Jakarta: Fakultas Kedokteran Universitas Indonesia, 2015
S-Pdf
UI - Skripsi Membership  Universitas Indonesia Library
cover
Siallagan, Grace Adriani
Abstrak :
Defisiensi besi selama kehamilan adalah salah satu defisiensi gizi yang prevalensinya tetap tinggi di dunia yaitu mencapai 70%. Berat badan kurang merupakan salah satu faktor risiko terjadinya defisiensi besi selama kehamilan. Feritin adalah protein cadangan zat besi yang disintesis oleh hati dan dapat meningkat selama peradangan. Penelitian ini bertujuan untuk mengetahui korelasi antara kadar feritin serum dengan indeks massa tubuh pada perempuan hamil trimester 1. Disain penelitian yang digunakan adalah studi potong lintang. Penelitian dilakukan di Pusat Kesehatan Masyarakat Kramat Jati, Jakarta selama bulan Oktober 2013. Pengambilan subyek dilakukan dengan cara consecutive sampling. Empat puluh tujuh perempuan hamil trimester 1 didapatkan memenuhi kriteria penelitian. Didapatkan rerata usia 27,79±4,85 tahun, diantara subyek penelitian 5 orang (10,6%) memiliki berat badan kurang, 25 orang (53,2%) berat badan normal dan 17 berat badan lebih (36,2%). Nilai tengah asupan zat besi 23,21 (8,4 ̶ 36,80) mg/hari. Asupan zat besi menunjukkan 66% subyek memiliki asupan zat besi kurang dari Angka Kecukupan Gizi (AKG) Indonesia. Nilai tengah kadar feritin serum 58,1 (4,9 ̶ 139,8) μg/L dan 6,4% subyek tergolong status feritin rendah. Hasil penelitian ini diperoleh korelasi positif tidak bermakna antara kadar feritin serum dengan indeks massa tubuh pada perempuan hamil trimester 1 (r=0,097, p=0,52).

◆ DATA YANG DIBERIKAN
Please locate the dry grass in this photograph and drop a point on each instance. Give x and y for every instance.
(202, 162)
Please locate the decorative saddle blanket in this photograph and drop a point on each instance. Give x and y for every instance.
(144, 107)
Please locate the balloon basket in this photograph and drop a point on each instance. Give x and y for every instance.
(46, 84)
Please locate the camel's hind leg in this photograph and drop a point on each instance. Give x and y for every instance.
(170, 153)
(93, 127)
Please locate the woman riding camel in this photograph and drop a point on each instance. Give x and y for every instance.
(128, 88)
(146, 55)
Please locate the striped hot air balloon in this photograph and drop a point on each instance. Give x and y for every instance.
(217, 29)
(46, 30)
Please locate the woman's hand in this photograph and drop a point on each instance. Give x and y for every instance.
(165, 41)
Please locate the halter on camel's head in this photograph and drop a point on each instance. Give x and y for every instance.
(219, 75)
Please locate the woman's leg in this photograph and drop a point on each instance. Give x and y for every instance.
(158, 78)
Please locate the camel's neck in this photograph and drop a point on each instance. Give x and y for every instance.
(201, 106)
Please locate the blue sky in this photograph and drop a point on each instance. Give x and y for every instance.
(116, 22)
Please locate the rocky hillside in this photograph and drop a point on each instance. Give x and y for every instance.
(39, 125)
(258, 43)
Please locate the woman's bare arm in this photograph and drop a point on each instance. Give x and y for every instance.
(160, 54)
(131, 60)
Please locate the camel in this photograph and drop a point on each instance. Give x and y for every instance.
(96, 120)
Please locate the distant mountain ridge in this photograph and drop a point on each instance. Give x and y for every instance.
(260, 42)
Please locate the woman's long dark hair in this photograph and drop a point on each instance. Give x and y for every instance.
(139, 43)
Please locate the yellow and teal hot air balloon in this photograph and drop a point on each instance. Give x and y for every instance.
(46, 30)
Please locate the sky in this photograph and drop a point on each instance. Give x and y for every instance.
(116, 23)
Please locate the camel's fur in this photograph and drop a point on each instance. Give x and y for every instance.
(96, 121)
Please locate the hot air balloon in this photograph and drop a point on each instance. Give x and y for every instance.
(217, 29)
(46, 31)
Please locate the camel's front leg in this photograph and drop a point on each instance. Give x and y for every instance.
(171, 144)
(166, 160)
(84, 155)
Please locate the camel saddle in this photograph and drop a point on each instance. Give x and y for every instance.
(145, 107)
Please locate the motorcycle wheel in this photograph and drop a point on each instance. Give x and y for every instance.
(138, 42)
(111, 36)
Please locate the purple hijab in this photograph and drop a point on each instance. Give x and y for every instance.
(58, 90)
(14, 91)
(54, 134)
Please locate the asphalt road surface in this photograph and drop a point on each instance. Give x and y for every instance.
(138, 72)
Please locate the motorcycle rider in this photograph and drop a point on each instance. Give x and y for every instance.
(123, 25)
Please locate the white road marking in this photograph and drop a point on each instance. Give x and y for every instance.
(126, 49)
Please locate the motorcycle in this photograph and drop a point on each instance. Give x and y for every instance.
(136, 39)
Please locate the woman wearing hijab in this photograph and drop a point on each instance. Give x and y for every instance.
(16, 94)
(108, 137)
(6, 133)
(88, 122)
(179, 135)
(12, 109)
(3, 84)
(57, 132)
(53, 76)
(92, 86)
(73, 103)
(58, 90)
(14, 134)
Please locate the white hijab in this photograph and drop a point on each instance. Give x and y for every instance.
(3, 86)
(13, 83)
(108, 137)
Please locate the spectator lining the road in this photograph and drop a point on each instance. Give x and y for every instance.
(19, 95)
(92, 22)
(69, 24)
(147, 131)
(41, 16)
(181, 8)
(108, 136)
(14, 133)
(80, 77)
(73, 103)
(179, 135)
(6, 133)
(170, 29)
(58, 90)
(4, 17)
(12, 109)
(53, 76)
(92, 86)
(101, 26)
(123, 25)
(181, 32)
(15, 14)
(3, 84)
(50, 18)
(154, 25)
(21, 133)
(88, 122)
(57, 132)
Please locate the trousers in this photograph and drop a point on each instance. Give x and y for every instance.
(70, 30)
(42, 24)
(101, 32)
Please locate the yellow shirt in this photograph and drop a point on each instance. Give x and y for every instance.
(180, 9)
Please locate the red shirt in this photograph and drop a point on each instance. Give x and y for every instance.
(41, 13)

◆ RINCIAN TUGAS
Tolong jawab pertanyaan berikut menurut abstrak tentang feritin serum dan indeks massa tubuh.
(a) Di mana penelitian dilakukan?
(b) Berapa perempuan hamil trimester 1 yang memenuhi kriteria penelitian?
(c) Berapa persen subyek yang tergolong status feritin rendah?

◆ JAWABAN SOAL
(a) Di Pusat Kesehatan Masyarakat Kramat Jati, Jakarta.
(b) Empat puluh tujuh orang.
(c) 6,4%.